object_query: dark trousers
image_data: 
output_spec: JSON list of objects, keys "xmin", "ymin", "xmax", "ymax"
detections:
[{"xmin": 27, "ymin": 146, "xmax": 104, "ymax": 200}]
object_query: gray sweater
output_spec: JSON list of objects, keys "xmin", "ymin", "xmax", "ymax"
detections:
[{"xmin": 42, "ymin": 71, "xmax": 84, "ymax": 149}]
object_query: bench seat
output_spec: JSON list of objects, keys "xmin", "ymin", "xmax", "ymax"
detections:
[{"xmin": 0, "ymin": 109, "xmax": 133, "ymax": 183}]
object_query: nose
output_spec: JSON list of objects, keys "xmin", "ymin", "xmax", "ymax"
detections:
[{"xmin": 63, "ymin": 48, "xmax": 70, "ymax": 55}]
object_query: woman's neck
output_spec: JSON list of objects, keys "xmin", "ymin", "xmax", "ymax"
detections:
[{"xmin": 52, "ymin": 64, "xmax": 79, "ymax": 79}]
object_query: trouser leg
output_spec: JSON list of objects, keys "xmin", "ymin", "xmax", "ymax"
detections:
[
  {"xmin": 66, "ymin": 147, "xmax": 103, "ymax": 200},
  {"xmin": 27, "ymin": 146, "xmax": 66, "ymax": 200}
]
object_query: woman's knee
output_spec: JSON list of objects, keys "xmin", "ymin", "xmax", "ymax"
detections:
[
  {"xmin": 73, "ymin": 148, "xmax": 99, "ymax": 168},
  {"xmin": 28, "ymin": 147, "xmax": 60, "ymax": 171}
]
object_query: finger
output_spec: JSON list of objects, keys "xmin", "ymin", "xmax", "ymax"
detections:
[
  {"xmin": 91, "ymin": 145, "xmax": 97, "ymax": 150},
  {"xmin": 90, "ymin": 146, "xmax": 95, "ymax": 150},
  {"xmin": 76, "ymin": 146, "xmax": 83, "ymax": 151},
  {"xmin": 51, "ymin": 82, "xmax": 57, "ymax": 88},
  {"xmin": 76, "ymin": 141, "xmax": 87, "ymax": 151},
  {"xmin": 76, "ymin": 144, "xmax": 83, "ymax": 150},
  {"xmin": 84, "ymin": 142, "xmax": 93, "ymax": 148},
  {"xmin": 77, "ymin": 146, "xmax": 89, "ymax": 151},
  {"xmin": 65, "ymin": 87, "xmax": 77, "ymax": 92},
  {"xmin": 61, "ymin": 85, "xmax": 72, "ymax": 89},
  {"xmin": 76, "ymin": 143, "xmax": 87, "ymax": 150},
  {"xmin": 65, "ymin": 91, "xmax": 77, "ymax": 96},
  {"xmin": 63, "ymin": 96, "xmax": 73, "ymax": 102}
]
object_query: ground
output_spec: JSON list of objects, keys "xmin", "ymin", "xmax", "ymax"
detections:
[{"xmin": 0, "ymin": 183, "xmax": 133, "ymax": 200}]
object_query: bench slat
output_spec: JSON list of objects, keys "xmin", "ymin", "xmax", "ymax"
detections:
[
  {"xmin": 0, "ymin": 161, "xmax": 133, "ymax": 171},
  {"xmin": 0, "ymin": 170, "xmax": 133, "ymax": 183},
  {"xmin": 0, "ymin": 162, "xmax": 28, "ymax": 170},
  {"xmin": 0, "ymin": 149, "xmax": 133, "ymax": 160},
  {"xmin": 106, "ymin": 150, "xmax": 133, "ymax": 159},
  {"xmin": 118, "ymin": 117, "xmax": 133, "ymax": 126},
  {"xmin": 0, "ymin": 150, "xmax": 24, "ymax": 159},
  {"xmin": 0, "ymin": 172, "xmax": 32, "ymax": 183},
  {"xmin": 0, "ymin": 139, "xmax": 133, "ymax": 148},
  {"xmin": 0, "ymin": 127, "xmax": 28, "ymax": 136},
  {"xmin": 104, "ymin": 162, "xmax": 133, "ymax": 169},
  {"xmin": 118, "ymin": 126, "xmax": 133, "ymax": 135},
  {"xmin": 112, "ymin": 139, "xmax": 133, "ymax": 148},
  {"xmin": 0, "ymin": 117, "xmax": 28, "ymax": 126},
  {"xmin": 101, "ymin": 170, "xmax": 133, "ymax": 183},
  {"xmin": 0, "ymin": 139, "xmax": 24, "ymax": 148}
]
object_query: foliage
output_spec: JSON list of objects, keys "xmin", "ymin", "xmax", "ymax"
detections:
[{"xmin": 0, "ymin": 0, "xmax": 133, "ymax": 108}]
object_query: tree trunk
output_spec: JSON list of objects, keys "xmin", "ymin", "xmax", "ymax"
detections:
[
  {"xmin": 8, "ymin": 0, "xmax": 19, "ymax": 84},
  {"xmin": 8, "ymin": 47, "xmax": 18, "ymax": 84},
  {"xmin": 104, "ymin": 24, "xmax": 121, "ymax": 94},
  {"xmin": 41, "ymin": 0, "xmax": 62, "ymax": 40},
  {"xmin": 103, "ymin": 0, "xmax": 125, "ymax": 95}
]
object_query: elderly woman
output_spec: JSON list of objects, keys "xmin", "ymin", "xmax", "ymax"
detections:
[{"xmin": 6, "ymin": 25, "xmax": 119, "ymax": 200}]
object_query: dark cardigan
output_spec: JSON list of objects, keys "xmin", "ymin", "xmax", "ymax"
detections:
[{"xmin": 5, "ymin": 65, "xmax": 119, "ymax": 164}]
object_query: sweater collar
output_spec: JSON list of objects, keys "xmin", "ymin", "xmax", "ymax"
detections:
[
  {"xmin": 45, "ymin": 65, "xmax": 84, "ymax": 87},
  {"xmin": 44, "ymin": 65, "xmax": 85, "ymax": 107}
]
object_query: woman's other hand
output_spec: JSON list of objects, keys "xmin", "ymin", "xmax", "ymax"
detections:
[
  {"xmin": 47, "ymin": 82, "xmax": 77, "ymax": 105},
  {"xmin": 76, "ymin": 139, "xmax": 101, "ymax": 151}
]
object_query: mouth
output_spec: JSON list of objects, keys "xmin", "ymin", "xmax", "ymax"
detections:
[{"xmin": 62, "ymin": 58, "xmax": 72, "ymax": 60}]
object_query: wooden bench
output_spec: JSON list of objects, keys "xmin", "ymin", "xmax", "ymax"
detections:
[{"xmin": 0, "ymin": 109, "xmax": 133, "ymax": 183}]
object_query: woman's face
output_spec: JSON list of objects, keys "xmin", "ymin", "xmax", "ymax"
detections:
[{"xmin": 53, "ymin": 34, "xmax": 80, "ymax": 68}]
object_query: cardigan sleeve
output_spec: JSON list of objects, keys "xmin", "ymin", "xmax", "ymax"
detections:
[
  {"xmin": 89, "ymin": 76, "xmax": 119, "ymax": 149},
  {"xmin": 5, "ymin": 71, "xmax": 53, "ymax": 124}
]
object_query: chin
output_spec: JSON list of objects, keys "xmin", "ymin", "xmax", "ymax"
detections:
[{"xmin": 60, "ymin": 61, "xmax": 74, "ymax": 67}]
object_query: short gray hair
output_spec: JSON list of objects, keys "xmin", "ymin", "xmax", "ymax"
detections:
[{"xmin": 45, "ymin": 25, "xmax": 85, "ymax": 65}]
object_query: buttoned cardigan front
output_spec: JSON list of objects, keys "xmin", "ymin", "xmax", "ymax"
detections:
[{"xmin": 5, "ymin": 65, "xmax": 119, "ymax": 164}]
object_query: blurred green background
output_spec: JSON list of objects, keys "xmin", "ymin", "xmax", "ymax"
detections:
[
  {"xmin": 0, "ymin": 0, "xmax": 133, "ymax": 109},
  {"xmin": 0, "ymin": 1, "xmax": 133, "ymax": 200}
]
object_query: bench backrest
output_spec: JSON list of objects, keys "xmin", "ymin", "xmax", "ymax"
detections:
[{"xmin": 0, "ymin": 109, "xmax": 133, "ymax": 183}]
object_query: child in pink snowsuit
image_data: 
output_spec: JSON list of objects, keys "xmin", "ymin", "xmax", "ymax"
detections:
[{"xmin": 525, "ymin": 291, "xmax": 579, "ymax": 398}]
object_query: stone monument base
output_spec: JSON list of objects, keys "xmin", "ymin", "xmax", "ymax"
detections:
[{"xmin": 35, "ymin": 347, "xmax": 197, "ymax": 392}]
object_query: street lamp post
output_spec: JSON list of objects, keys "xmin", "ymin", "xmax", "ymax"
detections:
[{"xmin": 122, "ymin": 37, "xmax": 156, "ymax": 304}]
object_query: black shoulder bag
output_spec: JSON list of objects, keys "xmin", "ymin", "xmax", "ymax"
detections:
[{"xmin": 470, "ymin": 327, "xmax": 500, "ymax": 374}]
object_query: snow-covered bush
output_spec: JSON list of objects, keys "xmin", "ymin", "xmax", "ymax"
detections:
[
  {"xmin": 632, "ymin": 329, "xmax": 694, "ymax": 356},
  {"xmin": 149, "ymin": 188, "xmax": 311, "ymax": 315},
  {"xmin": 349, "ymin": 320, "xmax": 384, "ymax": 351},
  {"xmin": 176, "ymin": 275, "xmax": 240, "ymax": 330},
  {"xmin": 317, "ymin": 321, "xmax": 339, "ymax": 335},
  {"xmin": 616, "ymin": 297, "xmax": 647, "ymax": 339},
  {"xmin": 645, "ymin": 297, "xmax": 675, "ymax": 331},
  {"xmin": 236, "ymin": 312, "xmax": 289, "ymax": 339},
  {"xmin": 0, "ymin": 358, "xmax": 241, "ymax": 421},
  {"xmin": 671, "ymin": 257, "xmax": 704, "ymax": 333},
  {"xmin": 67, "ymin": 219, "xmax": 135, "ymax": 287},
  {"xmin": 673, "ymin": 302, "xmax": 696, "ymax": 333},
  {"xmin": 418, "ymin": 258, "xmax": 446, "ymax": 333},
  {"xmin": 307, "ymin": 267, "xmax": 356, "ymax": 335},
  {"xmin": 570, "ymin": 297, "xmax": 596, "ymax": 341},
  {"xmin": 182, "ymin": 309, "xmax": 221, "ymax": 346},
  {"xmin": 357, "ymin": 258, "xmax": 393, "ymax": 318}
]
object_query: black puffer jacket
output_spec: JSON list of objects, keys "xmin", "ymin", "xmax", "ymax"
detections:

ASSIGNMENT: Filter the records for the string "black" and copy every line that holds it.

SOLUTION TO THIS TASK:
object_query: black shoulder bag
object_query: black puffer jacket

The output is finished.